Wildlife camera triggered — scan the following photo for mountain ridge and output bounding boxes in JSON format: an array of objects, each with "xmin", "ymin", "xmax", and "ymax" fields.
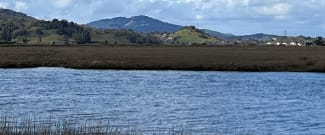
[{"xmin": 87, "ymin": 15, "xmax": 183, "ymax": 33}]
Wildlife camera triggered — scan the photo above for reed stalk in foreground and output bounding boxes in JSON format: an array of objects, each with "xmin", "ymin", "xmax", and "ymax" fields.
[{"xmin": 0, "ymin": 118, "xmax": 249, "ymax": 135}]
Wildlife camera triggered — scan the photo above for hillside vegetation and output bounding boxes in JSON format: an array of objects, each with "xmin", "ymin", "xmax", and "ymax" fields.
[
  {"xmin": 170, "ymin": 26, "xmax": 221, "ymax": 45},
  {"xmin": 0, "ymin": 9, "xmax": 155, "ymax": 45}
]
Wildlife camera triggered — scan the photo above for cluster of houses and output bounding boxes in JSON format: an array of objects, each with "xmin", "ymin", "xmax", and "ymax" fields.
[{"xmin": 265, "ymin": 38, "xmax": 315, "ymax": 46}]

________________

→ **书面练习**:
从上面的记录中挑出含有字符串“ymin”的每一行，原样抄出。匹配时区分大小写。

→ **完整答案**:
Wildlife camera triggered — scan the following photo for mountain ridge and output bounding boxes in JSON format: an array of objects, each with "xmin", "ymin", "xmax", and "ymax" fields.
[{"xmin": 87, "ymin": 15, "xmax": 183, "ymax": 33}]
Wildlife camera triggered — scan the photo above for reed stalk in foreground and output bounding boxes in JSON format: an array of objects, each with "xmin", "ymin", "xmax", and "ymax" fields.
[{"xmin": 0, "ymin": 118, "xmax": 249, "ymax": 135}]
Wildlife camera triggered — scan the photo above for hillside vegetation and output bounding boxes in JSON format: an array of objects, each with "xmin", "ymin", "xmax", and "ymax" fields.
  {"xmin": 170, "ymin": 26, "xmax": 221, "ymax": 45},
  {"xmin": 0, "ymin": 9, "xmax": 155, "ymax": 45}
Wildlife camera triggered — scan the photo above for cluster of houses and output bounding boxes in JSON format: an array of objects, each with "xmin", "ymin", "xmax", and "ymax" fields.
[{"xmin": 265, "ymin": 38, "xmax": 315, "ymax": 46}]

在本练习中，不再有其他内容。